→ What you should do: The records below must be retyped exactly.

→ Data for this exercise:
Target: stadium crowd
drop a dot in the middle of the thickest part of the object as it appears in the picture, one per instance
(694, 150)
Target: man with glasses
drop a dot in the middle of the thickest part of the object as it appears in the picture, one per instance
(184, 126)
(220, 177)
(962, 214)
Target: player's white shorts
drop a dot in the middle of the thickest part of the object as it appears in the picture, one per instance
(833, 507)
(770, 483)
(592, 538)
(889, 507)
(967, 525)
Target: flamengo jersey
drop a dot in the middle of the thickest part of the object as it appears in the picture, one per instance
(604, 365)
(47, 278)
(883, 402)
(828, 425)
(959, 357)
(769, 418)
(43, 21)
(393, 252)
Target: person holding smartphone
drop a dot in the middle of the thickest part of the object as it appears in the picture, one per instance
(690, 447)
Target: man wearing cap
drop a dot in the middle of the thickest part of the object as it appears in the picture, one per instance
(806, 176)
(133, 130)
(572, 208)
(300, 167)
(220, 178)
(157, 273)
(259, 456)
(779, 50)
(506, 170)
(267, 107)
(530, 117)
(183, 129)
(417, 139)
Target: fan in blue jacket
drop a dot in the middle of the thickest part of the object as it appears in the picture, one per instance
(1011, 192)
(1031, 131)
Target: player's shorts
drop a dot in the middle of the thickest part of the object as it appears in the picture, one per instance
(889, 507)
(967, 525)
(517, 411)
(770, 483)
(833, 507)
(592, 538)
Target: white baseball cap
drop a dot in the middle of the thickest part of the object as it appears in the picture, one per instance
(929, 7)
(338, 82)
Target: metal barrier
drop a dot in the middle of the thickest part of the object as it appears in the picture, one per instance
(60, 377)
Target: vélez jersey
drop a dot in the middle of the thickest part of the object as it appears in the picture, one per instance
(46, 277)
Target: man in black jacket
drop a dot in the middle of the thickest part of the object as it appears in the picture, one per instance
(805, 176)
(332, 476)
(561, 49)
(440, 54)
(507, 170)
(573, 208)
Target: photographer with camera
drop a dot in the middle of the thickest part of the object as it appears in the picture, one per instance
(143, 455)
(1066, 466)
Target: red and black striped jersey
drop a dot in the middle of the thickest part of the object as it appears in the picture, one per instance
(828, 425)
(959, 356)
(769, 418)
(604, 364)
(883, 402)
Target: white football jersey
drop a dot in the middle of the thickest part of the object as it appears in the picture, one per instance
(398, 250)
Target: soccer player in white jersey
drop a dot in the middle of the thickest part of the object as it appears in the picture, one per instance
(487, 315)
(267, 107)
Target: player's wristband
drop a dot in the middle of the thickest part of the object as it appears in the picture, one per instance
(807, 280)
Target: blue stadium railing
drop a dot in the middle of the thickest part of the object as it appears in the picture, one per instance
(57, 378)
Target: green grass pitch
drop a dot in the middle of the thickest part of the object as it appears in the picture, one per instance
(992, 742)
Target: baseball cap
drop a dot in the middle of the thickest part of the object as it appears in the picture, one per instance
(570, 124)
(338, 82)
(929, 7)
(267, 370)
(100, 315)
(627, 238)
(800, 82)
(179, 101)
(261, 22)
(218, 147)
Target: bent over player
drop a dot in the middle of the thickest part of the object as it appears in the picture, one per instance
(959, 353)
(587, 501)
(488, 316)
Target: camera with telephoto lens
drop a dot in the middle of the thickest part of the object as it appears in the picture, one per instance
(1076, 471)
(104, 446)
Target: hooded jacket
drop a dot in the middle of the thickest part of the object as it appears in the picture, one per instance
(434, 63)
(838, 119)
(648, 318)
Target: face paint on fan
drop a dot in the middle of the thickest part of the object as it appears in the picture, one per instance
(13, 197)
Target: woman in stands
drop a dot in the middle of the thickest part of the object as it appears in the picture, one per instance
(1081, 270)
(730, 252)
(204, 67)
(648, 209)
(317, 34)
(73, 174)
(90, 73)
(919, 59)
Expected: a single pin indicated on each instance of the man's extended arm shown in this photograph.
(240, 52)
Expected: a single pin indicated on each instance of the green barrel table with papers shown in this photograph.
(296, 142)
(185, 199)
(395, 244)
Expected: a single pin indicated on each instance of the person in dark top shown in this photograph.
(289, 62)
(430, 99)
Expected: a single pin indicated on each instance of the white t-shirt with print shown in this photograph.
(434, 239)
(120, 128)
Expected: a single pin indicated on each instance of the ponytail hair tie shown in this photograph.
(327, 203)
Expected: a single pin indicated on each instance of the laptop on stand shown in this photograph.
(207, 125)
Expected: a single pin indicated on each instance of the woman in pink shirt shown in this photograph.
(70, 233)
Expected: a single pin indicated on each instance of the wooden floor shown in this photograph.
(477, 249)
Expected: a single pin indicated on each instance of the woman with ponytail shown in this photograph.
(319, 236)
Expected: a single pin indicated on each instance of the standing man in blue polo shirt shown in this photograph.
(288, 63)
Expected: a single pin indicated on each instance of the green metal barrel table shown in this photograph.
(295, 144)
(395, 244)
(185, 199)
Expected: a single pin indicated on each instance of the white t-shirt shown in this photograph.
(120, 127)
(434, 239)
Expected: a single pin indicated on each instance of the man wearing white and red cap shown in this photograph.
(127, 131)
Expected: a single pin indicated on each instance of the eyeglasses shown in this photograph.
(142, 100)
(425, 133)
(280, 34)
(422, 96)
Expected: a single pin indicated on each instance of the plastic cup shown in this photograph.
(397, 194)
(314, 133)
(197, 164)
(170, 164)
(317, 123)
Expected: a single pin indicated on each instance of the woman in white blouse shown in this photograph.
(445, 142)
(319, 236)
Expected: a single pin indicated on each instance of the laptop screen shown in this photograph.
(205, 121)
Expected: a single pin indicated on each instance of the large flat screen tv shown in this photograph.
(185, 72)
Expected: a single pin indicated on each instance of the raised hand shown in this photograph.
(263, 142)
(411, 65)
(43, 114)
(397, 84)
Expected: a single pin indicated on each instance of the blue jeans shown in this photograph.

→ Result for this exercise:
Target: stadium crowd
drop a dot in the middle of the thickest part of the object as it appears in the picture, one per instance
(694, 150)
Target: man with glasses
drop a dot in the middle of the thickest part of the object as it appears in the picture, one per instance
(184, 126)
(220, 177)
(962, 214)
Target: player's white shorts
drop a dot in the middle of the thickest part of the object as it appears in the picture, one per instance
(833, 507)
(770, 483)
(592, 538)
(889, 507)
(967, 525)
Target: flamengo jersey
drop a dot in the middle of the thickest part of the object as it appears in the picture, one per instance
(604, 365)
(47, 278)
(883, 402)
(828, 425)
(959, 357)
(769, 418)
(43, 21)
(393, 252)
Target: person holding smartphone
drop a dot in the middle of the thickest part of the object as it appears in the picture, one per instance
(690, 447)
Target: man wearing cap
drop a dot in the middle of the thickest part of the object as it appears in the picture, one per instance
(806, 176)
(133, 130)
(572, 208)
(300, 167)
(220, 178)
(157, 273)
(259, 456)
(779, 50)
(506, 170)
(267, 107)
(530, 117)
(183, 129)
(417, 139)
Target: fan in blue jacket
drop a dot in the middle of the thickest part of the object as it appears in the picture, one per instance
(1011, 192)
(1031, 131)
Target: player's shorts
drop a dot in the middle of the thickest part of the object as it appears in the picture, one per instance
(889, 507)
(967, 525)
(517, 411)
(770, 483)
(833, 507)
(592, 538)
Target: white baseball cap
drop a dot in the middle of the thickest part of the object as it appears in the picture, one per instance
(929, 7)
(338, 82)
Target: metal barrier
drop a dot in the middle of the thickest part of the object as it appears in the picture, one per instance
(60, 377)
Target: vélez jersey
drop a dot in the middle of the thickest part of the object as it appears in the picture, one per instance
(46, 277)
Target: man in black jacket
drop a dot in the middle of the thickest part of the object as it appears in the picture, one per instance
(805, 176)
(332, 476)
(561, 49)
(440, 54)
(507, 170)
(573, 208)
Target: photographer with camera
drop a dot in the middle of the thickest part of the object as it appears in the picture, one per instance
(143, 455)
(1066, 466)
Target: red and black striped jersey
drop a dot in the middle of the thickest part of the object as it appears in the picture, one per instance
(828, 425)
(959, 356)
(769, 418)
(604, 364)
(883, 402)
Target: white football jersey
drop a dot in the middle of the thickest part of the object as it appears in the picture, one per instance
(398, 250)
Target: soccer player in white jersey
drop a dot in the middle of the thickest part of the object as it appears in the picture, one per instance
(487, 315)
(267, 107)
Target: player's wristband
drop a dot in the middle of the thickest part of the object as it appears in the picture, one per instance
(807, 280)
Target: blue stadium railing
drop a dot in the middle of the thickest part of the object as it appears in the picture, one per instance
(57, 378)
Target: green grass pitch
drop a dot in the middle of the thickest part of the object as it appears in the picture, one per instance
(992, 742)
Target: baseball cap
drop a dot in the middle of the thickest part of the object as it appears in the picture, one per instance
(570, 124)
(338, 82)
(929, 7)
(267, 370)
(100, 315)
(627, 238)
(800, 82)
(179, 101)
(261, 22)
(218, 147)
Target: bent over player
drop a dot in the middle of the thickest part of the object as it appears in the picture, one per instance
(959, 353)
(587, 501)
(488, 316)
Target: camera with telephoto lens
drop a dot in the middle of the thickest part of the object as it appears in the picture, one per instance
(1076, 471)
(104, 446)
Target: hooded jacket
drop a dot in the middle of the thickest part of the object as it appears in the picture, one per instance
(434, 63)
(838, 119)
(648, 318)
Target: face paint on fan
drop a dot in the middle of the thickest part of the object as it appears in the picture, one per instance
(13, 197)
Target: woman in stands
drop a dot in the middle of the thickest part of the object as it appears in the picture, one per instance
(1081, 270)
(730, 252)
(204, 67)
(648, 209)
(317, 34)
(73, 174)
(90, 73)
(919, 59)
Expected: a single pin indicated on each instance of the man's extended arm shown in this photograph.
(240, 52)
Expected: a single pin indicated on each instance of the green barrel table with papers shown in this photograph.
(296, 142)
(185, 199)
(395, 244)
Expected: a single pin indicated on each instance of the person in dark top shown in this photograph.
(289, 62)
(430, 99)
Expected: a single pin indicated on each instance of the white t-shirt with print shown in this photograph.
(434, 239)
(120, 128)
Expected: a single pin indicated on each instance of the ponytail hair tie shown in this photograph.
(327, 203)
Expected: a single pin indicated on each instance of the laptop on stand shown in this photograph.
(207, 125)
Expected: a single pin indicated on each instance of the woman in pink shirt shown in this photograph.
(70, 233)
Expected: a single pin indicated on each instance of the wooden floor shown in this photograph.
(477, 249)
Expected: a single pin indicated on each instance of the woman with ponytail shown in this photograph.
(319, 236)
Expected: a single pin indicated on each instance of the standing man in blue polo shirt shown in this photograph.
(288, 63)
Expected: a single pin indicated on each instance of the green metal barrel table shown in this photograph.
(295, 144)
(395, 244)
(185, 199)
Expected: a single pin indicated on each instance of the white t-shirt shown in this photograph.
(120, 127)
(434, 239)
Expected: a single pin indicated on each instance of the man wearing white and red cap shown in this photograph.
(127, 131)
Expected: a single pin indicated on each instance of the eyeglasses shown in this photograph.
(142, 100)
(425, 133)
(280, 34)
(422, 96)
Expected: a single pin indicated on each instance of the plastic cup shown in this photograph.
(397, 194)
(314, 133)
(197, 164)
(170, 164)
(317, 123)
Expected: a single pin indicated on each instance of the woman in white blouse shown in this photograph.
(445, 142)
(319, 236)
Expected: a single pin indicated on each instance of the laptop screen shown in this photograph.
(205, 121)
Expected: a single pin indicated on each instance of the large flat screen tv shown in this photograph.
(185, 72)
Expected: a single pin indicated on each instance of the raised hand shown in this photograph.
(263, 142)
(411, 65)
(43, 114)
(397, 84)
Expected: a single pin indicated on each instance of the blue jeans shown in this photograph.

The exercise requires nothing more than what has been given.